**TASK DETAILS**. Reproduce verbatim the final portion of the material below, from the line containing "Highlight pile of" through its last line, and nothing else.

**Collection entries**.
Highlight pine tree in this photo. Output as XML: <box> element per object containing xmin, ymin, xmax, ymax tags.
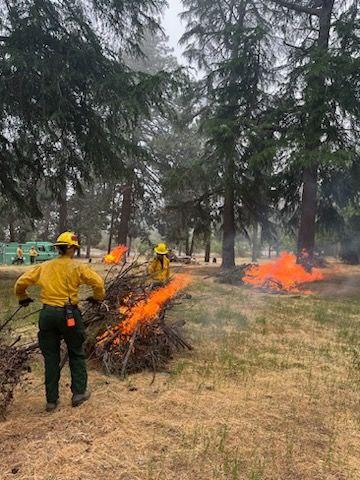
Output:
<box><xmin>266</xmin><ymin>0</ymin><xmax>360</xmax><ymax>256</ymax></box>
<box><xmin>183</xmin><ymin>0</ymin><xmax>270</xmax><ymax>268</ymax></box>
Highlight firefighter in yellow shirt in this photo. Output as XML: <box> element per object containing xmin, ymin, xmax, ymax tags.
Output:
<box><xmin>15</xmin><ymin>232</ymin><xmax>105</xmax><ymax>412</ymax></box>
<box><xmin>147</xmin><ymin>243</ymin><xmax>170</xmax><ymax>286</ymax></box>
<box><xmin>29</xmin><ymin>245</ymin><xmax>39</xmax><ymax>265</ymax></box>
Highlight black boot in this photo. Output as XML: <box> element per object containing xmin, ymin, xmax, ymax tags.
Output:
<box><xmin>45</xmin><ymin>400</ymin><xmax>59</xmax><ymax>412</ymax></box>
<box><xmin>71</xmin><ymin>390</ymin><xmax>91</xmax><ymax>407</ymax></box>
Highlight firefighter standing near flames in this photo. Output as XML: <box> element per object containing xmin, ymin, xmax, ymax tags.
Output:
<box><xmin>15</xmin><ymin>232</ymin><xmax>105</xmax><ymax>412</ymax></box>
<box><xmin>147</xmin><ymin>243</ymin><xmax>170</xmax><ymax>286</ymax></box>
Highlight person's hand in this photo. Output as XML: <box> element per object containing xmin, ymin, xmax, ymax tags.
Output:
<box><xmin>19</xmin><ymin>297</ymin><xmax>34</xmax><ymax>307</ymax></box>
<box><xmin>85</xmin><ymin>297</ymin><xmax>101</xmax><ymax>305</ymax></box>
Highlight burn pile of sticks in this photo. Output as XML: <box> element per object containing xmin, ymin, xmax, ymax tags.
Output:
<box><xmin>84</xmin><ymin>256</ymin><xmax>192</xmax><ymax>378</ymax></box>
<box><xmin>243</xmin><ymin>252</ymin><xmax>324</xmax><ymax>294</ymax></box>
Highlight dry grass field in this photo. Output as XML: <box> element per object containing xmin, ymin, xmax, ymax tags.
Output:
<box><xmin>0</xmin><ymin>265</ymin><xmax>360</xmax><ymax>480</ymax></box>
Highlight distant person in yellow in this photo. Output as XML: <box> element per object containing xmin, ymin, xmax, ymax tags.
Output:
<box><xmin>16</xmin><ymin>243</ymin><xmax>24</xmax><ymax>263</ymax></box>
<box><xmin>147</xmin><ymin>243</ymin><xmax>170</xmax><ymax>285</ymax></box>
<box><xmin>29</xmin><ymin>245</ymin><xmax>39</xmax><ymax>265</ymax></box>
<box><xmin>15</xmin><ymin>232</ymin><xmax>105</xmax><ymax>412</ymax></box>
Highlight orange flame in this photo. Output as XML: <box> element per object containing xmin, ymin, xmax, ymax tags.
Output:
<box><xmin>243</xmin><ymin>252</ymin><xmax>324</xmax><ymax>293</ymax></box>
<box><xmin>97</xmin><ymin>275</ymin><xmax>191</xmax><ymax>345</ymax></box>
<box><xmin>103</xmin><ymin>245</ymin><xmax>128</xmax><ymax>265</ymax></box>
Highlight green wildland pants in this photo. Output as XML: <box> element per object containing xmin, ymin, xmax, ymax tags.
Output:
<box><xmin>38</xmin><ymin>307</ymin><xmax>87</xmax><ymax>403</ymax></box>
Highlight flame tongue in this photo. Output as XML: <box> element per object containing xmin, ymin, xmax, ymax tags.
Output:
<box><xmin>243</xmin><ymin>252</ymin><xmax>324</xmax><ymax>293</ymax></box>
<box><xmin>97</xmin><ymin>275</ymin><xmax>191</xmax><ymax>345</ymax></box>
<box><xmin>121</xmin><ymin>275</ymin><xmax>190</xmax><ymax>335</ymax></box>
<box><xmin>103</xmin><ymin>245</ymin><xmax>127</xmax><ymax>265</ymax></box>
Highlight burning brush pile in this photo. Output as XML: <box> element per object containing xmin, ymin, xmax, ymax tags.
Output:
<box><xmin>0</xmin><ymin>246</ymin><xmax>191</xmax><ymax>419</ymax></box>
<box><xmin>84</xmin><ymin>247</ymin><xmax>191</xmax><ymax>377</ymax></box>
<box><xmin>243</xmin><ymin>252</ymin><xmax>324</xmax><ymax>293</ymax></box>
<box><xmin>95</xmin><ymin>275</ymin><xmax>191</xmax><ymax>377</ymax></box>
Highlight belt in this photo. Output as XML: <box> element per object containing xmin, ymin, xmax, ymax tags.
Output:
<box><xmin>43</xmin><ymin>304</ymin><xmax>78</xmax><ymax>312</ymax></box>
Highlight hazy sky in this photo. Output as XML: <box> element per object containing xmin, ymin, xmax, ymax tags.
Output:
<box><xmin>163</xmin><ymin>0</ymin><xmax>185</xmax><ymax>62</ymax></box>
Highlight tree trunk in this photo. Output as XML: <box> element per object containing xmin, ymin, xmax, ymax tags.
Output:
<box><xmin>204</xmin><ymin>230</ymin><xmax>211</xmax><ymax>263</ymax></box>
<box><xmin>189</xmin><ymin>229</ymin><xmax>196</xmax><ymax>257</ymax></box>
<box><xmin>297</xmin><ymin>0</ymin><xmax>334</xmax><ymax>263</ymax></box>
<box><xmin>221</xmin><ymin>159</ymin><xmax>236</xmax><ymax>269</ymax></box>
<box><xmin>117</xmin><ymin>182</ymin><xmax>132</xmax><ymax>245</ymax></box>
<box><xmin>108</xmin><ymin>187</ymin><xmax>116</xmax><ymax>253</ymax></box>
<box><xmin>185</xmin><ymin>232</ymin><xmax>190</xmax><ymax>256</ymax></box>
<box><xmin>9</xmin><ymin>221</ymin><xmax>16</xmax><ymax>242</ymax></box>
<box><xmin>251</xmin><ymin>223</ymin><xmax>259</xmax><ymax>262</ymax></box>
<box><xmin>58</xmin><ymin>186</ymin><xmax>68</xmax><ymax>234</ymax></box>
<box><xmin>86</xmin><ymin>237</ymin><xmax>91</xmax><ymax>258</ymax></box>
<box><xmin>298</xmin><ymin>167</ymin><xmax>317</xmax><ymax>258</ymax></box>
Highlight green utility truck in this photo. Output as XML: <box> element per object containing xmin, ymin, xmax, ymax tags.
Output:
<box><xmin>0</xmin><ymin>242</ymin><xmax>58</xmax><ymax>265</ymax></box>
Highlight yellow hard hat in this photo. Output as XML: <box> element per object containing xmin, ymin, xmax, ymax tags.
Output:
<box><xmin>154</xmin><ymin>243</ymin><xmax>169</xmax><ymax>255</ymax></box>
<box><xmin>54</xmin><ymin>232</ymin><xmax>80</xmax><ymax>248</ymax></box>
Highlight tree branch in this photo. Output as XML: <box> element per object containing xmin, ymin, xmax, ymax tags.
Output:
<box><xmin>271</xmin><ymin>0</ymin><xmax>320</xmax><ymax>17</ymax></box>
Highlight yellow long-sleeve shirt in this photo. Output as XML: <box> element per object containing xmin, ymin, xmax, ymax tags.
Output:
<box><xmin>15</xmin><ymin>257</ymin><xmax>105</xmax><ymax>307</ymax></box>
<box><xmin>147</xmin><ymin>256</ymin><xmax>170</xmax><ymax>282</ymax></box>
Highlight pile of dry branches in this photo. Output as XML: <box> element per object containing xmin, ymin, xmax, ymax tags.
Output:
<box><xmin>0</xmin><ymin>342</ymin><xmax>37</xmax><ymax>419</ymax></box>
<box><xmin>0</xmin><ymin>262</ymin><xmax>191</xmax><ymax>418</ymax></box>
<box><xmin>84</xmin><ymin>264</ymin><xmax>191</xmax><ymax>377</ymax></box>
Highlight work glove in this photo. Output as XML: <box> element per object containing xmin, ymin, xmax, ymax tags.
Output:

**ANSWER FOR THIS EXERCISE**.
Highlight pile of dry branches in this photo. Output as XML: <box> element per object containing xmin, ymin, xmax, ymax tags.
Output:
<box><xmin>0</xmin><ymin>342</ymin><xmax>37</xmax><ymax>419</ymax></box>
<box><xmin>0</xmin><ymin>262</ymin><xmax>191</xmax><ymax>418</ymax></box>
<box><xmin>84</xmin><ymin>264</ymin><xmax>191</xmax><ymax>377</ymax></box>
Highlight work glove in this photo. Output as XML: <box> element per object containing xmin, ymin, xmax, ymax tags.
Output:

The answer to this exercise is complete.